§ WHAT IS REQUIRED
Locate each line below that includes "carved" and reproduce it.

═════ SOURCE INFORMATION

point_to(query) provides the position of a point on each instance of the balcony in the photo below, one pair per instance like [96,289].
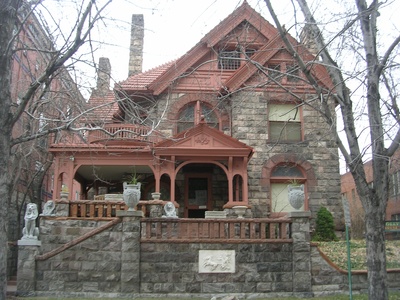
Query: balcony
[117,133]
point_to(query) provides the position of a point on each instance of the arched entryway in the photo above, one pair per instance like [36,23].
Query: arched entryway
[205,187]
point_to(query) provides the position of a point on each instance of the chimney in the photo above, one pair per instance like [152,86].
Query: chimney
[307,39]
[103,75]
[136,47]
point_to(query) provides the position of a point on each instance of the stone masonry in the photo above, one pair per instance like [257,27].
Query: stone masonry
[105,258]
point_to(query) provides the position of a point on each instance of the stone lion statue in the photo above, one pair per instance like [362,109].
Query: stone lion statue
[30,231]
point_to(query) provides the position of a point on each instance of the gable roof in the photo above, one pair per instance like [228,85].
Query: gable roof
[141,81]
[203,141]
[157,80]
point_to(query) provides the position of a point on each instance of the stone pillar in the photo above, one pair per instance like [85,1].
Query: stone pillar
[130,251]
[301,251]
[26,274]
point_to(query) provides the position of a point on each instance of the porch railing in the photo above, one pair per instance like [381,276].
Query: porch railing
[94,208]
[126,132]
[160,230]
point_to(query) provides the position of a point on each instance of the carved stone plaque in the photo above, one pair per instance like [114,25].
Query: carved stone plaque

══════════

§ RESPONSE BOX
point_to(query) provides the position of a point on each instance of the carved stone plaque in the photo above, one pair per instance like [114,25].
Query: carved stone plaque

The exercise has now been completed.